## Reading passage
=====

To destroy completely the powers of the Plebeian assembly as an element in the constitution, it was necessary not merely to subordinate its legislative functions to those of the Senate, but to cut short the dangerous and anarchical privileges of its presiding magistrates, the tribunes. Some legislators would have abolished the tribunate altogether; and considering the way in which Tiberius Gracchus and Saturninus had used it, there would have been a fair excuse for so doing. Sulla, however, merely resolved that he would invent rules which should for the future keep tribunes out of mischief. It was not enough that a senatus auctoritas should be required for any bill that they might bring forward. He determined that they should for the future be nonentities, men unlikely to disturb the state by their personal ascendency or ambition.

This end was secured by the ingenious law which provided that for the future the acceptance of the tribunate should be a complete bar to the holding of any subsequent magistracy in the state. The man who chose to be a tribune would put himself out of the running for any further political promotion. But in spite of this disability, it was conceivable that an ambitious man might become tribune with the intention not of sacrificing any external career, but of being perpetually re-elected to this office like Caius Gracchus of old. Sulla provided against this possibility by repealing the law of B.C. 129, which had made it legal for a man to hold the tribunate in successive years. He enacted that tribunes (and, as we shall see, other magistrates also) should not be chosen again without an interval of ten years between their two tenures of the post. Thus it was secured that for the future no man of more than fifth-rate ambition would become a tribune, since by putting in for a nomination he cut himself off from all hope of a brilliant and continuous public career.

=====

## Short exercise
Quote the passage on Sulla and the tribunes, starting with "To destroy completely" and going on through "ascendency or ambition.". The items have nothing to do with what follows and can be set aside.

=====

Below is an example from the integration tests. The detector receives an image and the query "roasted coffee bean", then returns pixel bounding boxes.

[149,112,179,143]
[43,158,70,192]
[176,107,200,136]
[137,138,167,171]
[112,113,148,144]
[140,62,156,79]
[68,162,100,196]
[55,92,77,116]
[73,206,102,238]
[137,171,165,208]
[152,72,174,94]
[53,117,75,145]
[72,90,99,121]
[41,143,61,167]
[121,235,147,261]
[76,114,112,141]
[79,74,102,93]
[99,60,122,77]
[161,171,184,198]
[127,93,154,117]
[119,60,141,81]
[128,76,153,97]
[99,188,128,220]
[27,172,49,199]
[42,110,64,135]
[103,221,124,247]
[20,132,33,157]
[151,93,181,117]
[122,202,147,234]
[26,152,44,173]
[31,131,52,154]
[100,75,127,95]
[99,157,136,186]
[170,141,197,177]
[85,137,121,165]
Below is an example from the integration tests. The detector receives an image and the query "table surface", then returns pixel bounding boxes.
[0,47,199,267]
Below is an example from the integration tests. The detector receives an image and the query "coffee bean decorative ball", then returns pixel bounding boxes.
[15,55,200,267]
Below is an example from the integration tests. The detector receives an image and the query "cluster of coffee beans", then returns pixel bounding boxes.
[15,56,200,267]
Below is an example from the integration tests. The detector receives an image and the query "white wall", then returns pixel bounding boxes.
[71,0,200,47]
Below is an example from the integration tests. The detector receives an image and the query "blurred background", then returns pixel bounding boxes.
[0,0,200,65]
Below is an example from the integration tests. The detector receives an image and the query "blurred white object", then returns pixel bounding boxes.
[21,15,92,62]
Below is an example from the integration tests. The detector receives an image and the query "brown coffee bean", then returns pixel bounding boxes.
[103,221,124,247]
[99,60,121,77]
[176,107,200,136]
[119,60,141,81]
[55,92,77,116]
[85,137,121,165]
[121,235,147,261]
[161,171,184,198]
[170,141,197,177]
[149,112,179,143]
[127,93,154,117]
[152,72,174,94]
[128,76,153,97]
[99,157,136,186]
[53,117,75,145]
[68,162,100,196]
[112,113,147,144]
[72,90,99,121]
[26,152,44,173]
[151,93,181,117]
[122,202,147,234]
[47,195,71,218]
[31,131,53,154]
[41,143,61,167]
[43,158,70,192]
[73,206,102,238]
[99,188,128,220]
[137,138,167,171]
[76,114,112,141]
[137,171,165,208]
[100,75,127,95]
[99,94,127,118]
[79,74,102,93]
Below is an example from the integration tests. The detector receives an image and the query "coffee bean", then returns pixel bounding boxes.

=====

## Output for this exercise
To destroy completely the powers of the Plebeian assembly as an element in the constitution, it was necessary not merely to subordinate its legislative functions to those of the Senate, but to cut short the dangerous and anarchical privileges of its presiding magistrates, the tribunes. Some legislators would have abolished the tribunate altogether; and considering the way in which Tiberius Gracchus and Saturninus had used it, there would have been a fair excuse for so doing. Sulla, however, merely resolved that he would invent rules which should for the future keep tribunes out of mischief. It was not enough that a senatus auctoritas should be required for any bill that they might bring forward. He determined that they should for the future be nonentities, men unlikely to disturb the state by their personal ascendency or ambition.